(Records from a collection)
◇ ◇ ◇ ◇ ◇ ◇ ◇

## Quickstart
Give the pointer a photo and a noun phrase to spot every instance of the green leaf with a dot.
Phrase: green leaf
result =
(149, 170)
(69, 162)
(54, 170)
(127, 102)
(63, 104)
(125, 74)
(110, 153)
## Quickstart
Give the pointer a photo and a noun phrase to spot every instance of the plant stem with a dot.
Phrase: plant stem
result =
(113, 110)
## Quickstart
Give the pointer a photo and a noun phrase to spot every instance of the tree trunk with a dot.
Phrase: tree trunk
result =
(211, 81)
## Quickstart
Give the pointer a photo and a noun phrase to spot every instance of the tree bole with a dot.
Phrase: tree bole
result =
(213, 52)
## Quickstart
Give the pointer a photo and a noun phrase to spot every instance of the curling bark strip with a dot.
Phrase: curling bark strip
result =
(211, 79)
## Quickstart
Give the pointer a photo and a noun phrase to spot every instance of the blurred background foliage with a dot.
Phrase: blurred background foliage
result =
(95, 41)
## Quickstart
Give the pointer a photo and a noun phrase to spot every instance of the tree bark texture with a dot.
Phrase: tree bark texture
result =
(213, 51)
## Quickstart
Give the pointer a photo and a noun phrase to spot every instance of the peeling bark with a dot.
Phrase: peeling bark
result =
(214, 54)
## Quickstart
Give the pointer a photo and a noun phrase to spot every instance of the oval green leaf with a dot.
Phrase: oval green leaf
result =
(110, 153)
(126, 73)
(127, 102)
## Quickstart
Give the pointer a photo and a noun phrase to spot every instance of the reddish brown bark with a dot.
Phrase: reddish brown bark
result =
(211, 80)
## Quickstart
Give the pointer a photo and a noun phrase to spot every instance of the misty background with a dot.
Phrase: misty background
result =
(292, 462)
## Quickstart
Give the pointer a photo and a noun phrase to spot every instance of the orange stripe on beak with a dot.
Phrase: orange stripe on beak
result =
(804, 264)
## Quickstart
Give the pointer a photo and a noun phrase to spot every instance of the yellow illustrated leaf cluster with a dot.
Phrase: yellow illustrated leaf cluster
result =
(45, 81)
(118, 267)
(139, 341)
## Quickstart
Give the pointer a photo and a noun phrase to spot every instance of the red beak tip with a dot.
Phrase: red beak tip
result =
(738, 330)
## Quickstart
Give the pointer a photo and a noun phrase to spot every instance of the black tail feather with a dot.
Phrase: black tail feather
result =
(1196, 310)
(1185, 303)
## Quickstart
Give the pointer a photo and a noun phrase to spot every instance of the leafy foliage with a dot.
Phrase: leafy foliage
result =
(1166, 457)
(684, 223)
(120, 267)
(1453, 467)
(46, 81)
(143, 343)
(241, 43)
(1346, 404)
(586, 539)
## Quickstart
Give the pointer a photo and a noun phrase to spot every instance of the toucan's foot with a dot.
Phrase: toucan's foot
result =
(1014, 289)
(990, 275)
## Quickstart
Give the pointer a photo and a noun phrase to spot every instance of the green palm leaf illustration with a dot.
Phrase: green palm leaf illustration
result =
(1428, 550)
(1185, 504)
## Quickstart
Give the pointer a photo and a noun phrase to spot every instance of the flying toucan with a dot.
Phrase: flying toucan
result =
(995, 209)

◇ ◇ ◇ ◇ ◇ ◇ ◇

_Directive_: All of the material must be reproduced exactly.

_Written solution_:
## Quickstart
Give the pointer a photo and a noun phrase to spot every instance of the green leaf with a dot.
Phrase: green leaf
result =
(149, 170)
(69, 162)
(54, 170)
(127, 102)
(63, 104)
(125, 74)
(110, 153)
## Quickstart
Give the pointer a photo and a noun phrase to spot every instance of the plant stem with a dot.
Phrase: plant stem
result =
(113, 110)
## Quickstart
Give the pointer a photo and a noun phrase to spot every instance of the tree trunk with a dot.
Phrase: tree trunk
result =
(211, 81)
## Quickstart
Give the pointer a photo and a noun phrase to spot every instance of the tree bole with a dot.
Phrase: tree bole
result =
(213, 52)
## Quickstart
Give the pointer a photo and a noun phrase to spot every instance of the curling bark strip with a dot.
Phrase: curling bark strip
result =
(211, 79)
## Quickstart
Give the pointer a photo and a noun phrase to spot every instance of the blurred background foliage with a dot.
Phrase: blurred background foliage
result =
(95, 41)
## Quickstart
Give the pointer a photo and a noun phrase to spot every instance of the tree bark texture with a dot.
Phrase: tree bark texture
result =
(213, 51)
## Quickstart
Give the pointer a photo and a noun phrase to spot every instance of the peeling bark with a dot.
Phrase: peeling bark
result =
(214, 54)
## Quickstart
Give the pointer a photo and a noun phrase to spot every instance of the oval green leaf with a dot.
Phrase: oval green leaf
result =
(110, 153)
(126, 73)
(127, 102)
## Quickstart
Give the pointer a photo and a noun phrase to spot every instance of the reddish brown bark with a dot.
Phrase: reddish brown bark
result =
(211, 80)
## Quickstart
Give the pointer a photo and a noun phrase to spot every instance of the misty background with a dot.
Phrase: misty background
result =
(292, 462)
## Quickstart
Give the pointer a photo and a noun phrase to spot every instance of the orange stripe on beak with a dot.
Phrase: orange stripe on beak
result =
(804, 264)
## Quickstart
Give the pointer a photo and a noun phrase to spot every instance of the yellow illustrated leaf cluster with a dot.
Phrase: yellow illustrated leaf cluster
result =
(45, 81)
(118, 267)
(139, 341)
## Quickstart
Give the pointer a photo and a noun phrase to spot every instance of the red beak tip with a dot.
Phrase: red beak tip
result =
(738, 330)
## Quickstart
Give the pointer a photo and a noun phrase to spot every instance of the black tail feather with a dot.
Phrase: black tail feather
result =
(1196, 310)
(1185, 303)
## Quickstart
Give the pointer a photo and a noun phrase to spot every instance of the leafy foliage with a dot.
Phrase: leafy foliage
result =
(1166, 457)
(684, 223)
(120, 267)
(1453, 467)
(46, 81)
(143, 343)
(241, 43)
(1346, 404)
(586, 539)
## Quickstart
Give the pointer a photo and a noun phrase to spot every instance of the toucan's foot with a dot.
Phrase: toucan's foot
result =
(1014, 289)
(990, 275)
## Quickstart
Give the pointer a photo and a noun phrase to spot every instance of the green palm leaf illustration with a dot.
Phrase: green palm leaf illustration
result =
(1428, 550)
(1185, 504)
## Quickstart
Give the pointer a photo and a noun phrase to spot every instance of the flying toucan with a dot.
Phrase: flying toucan
result =
(995, 209)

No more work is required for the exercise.